+++ Source passage

Failure to comply with anti-corruption laws, trade controls, economic sanctions and similar laws and regulations could subject us to penalties and other adverse consequences.
Our operations are subject to U.S. and foreign anti-corruption and trade control laws and regulations, such as the Foreign Corrupt Practices Act (“FCPA”) and other anti-bribery laws in other jurisdictions, including the UK Bribery Act 2010, export controls, and economic sanctions programs, including those administered by the U.S. Department of State, U.S. Treasury Department’s Office of Foreign Assets Control (“OFAC”), and the Bureau of Industry and Security (“BIS”) of the Department of Commerce.
As part of our business, we may deal with state-owned business enterprises, the employees of which are considered foreign officials for purposes of the FCPA’s prohibition on providing anything of value to foreign officials in connection with obtaining or retaining business or securing any improper business advantage. In addition, we must comply with various laws and regulations relating to the export of products and technology from the U.S. and other countries having jurisdiction over our operations. Obtaining the necessary export license or other authorization for a particular lease may be time-consuming and may result in the delay or loss of leasing opportunities.
We are also subject to certain economic and trade sanctions programs that are administered by OFAC, which prohibit or restrict transactions to or from, or dealings with, specified countries, their governments, and in certain circumstances, their nationals, and with individuals and entities that are specially designated nationals of those countries. It is possible that, without our knowledge, engines or other equipment that we export end up in the possession of individuals or entities that have been designated by OFAC or are located in a country subject to sanctions.

++++++

- [What you should do]:
Pick up the passage on anti-corruption, trade control, and sanctions compliance after its final sentence and continue it in the same style. The entries after this point are separate material and are not part of the compliance passage.

+++ Dataset entries

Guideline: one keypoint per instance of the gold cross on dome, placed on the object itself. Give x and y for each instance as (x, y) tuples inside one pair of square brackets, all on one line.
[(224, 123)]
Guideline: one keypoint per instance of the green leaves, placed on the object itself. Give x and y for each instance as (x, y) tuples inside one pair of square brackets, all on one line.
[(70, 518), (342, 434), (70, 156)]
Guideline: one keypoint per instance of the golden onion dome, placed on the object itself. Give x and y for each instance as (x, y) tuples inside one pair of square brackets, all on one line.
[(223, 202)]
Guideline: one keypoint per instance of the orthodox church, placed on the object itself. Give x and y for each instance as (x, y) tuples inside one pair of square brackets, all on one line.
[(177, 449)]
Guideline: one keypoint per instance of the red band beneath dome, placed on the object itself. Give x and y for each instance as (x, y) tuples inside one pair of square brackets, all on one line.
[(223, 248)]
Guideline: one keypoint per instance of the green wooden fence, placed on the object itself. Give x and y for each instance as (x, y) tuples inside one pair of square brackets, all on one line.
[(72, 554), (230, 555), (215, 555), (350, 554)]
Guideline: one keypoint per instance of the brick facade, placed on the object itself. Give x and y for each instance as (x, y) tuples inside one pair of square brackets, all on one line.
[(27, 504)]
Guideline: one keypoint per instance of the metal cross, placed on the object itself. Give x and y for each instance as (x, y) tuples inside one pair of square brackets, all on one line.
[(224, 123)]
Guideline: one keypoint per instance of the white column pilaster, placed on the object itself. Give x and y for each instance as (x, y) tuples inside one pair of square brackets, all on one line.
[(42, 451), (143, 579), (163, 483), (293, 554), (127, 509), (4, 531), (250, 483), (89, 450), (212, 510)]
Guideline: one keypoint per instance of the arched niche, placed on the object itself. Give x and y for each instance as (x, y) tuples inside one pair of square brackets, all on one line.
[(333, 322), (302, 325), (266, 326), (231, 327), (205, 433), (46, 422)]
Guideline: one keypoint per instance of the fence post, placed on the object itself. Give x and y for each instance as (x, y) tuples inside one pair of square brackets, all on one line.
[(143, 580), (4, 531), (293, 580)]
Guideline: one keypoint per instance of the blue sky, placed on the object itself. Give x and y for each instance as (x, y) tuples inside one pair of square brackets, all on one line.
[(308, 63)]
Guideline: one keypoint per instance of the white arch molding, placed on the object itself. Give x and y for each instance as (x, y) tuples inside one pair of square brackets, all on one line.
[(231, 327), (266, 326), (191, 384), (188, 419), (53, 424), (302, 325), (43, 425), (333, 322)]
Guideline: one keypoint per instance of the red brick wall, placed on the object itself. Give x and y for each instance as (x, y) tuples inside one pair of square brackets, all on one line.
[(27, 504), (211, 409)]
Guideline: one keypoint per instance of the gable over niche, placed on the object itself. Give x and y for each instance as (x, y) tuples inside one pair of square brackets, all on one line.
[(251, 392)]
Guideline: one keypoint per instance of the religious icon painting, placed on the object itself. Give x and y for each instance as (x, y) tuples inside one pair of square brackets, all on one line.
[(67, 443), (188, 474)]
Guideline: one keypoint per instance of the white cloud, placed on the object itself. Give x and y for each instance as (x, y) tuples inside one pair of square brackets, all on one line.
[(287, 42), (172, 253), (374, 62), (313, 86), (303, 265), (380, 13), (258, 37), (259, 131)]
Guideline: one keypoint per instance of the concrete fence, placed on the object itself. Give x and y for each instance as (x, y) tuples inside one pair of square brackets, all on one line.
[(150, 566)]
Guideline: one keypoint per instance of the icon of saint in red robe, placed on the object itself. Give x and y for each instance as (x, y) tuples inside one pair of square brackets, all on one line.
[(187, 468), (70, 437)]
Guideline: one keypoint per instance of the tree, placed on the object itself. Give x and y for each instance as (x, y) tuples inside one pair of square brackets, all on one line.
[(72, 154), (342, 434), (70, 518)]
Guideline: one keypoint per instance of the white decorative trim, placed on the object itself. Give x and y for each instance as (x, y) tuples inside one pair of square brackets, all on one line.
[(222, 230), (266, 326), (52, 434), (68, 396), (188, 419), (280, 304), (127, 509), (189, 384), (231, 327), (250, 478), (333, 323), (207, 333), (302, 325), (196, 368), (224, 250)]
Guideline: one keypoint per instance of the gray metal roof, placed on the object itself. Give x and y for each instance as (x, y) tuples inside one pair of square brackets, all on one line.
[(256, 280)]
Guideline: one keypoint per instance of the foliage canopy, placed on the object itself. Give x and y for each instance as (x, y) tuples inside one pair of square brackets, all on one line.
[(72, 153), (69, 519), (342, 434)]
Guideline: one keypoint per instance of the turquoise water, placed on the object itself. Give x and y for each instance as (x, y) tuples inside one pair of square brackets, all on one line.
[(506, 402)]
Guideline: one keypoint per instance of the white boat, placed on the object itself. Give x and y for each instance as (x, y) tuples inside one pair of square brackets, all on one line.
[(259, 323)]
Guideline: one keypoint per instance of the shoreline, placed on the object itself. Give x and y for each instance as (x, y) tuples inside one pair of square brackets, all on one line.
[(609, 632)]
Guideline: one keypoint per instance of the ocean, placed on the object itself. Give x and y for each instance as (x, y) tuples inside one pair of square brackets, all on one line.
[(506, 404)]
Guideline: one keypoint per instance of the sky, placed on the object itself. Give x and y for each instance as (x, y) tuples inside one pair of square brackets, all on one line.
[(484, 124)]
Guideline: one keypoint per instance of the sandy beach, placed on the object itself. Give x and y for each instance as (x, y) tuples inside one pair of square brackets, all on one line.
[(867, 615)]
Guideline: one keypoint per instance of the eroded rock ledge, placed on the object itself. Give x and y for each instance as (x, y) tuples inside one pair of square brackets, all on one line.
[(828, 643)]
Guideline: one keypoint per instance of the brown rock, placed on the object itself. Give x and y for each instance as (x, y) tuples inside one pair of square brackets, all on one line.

++++++

- [Result of this task]:
We have established policies and procedures designed to assist with our compliance with these laws and regulations. However, maintaining and enhancing our policies and procedures in response to changing laws and regulations or business circumstances can be costly and place restrictions on our operations, and we cannot guarantee that the precautions we take will prevent violations of anti-corruption and trade control laws and regulations. Violations of these regulations are punishable by civil penalties, including fines, denial of export privileges, injunctions, asset seizures, debarment from government contracts, and revocations or restrictions of licenses, as well as criminalfines and imprisonment. In addition, the costs associated with responding to a government investigation and remediating any violations can be substantial. Accordingly, violations could adversely affect, among other things, our reputation, business, financial condition, results of operations, and cash flows.
Our aircraft, engines or parts could cause bodily injury or property damage, exposing us to liability claims.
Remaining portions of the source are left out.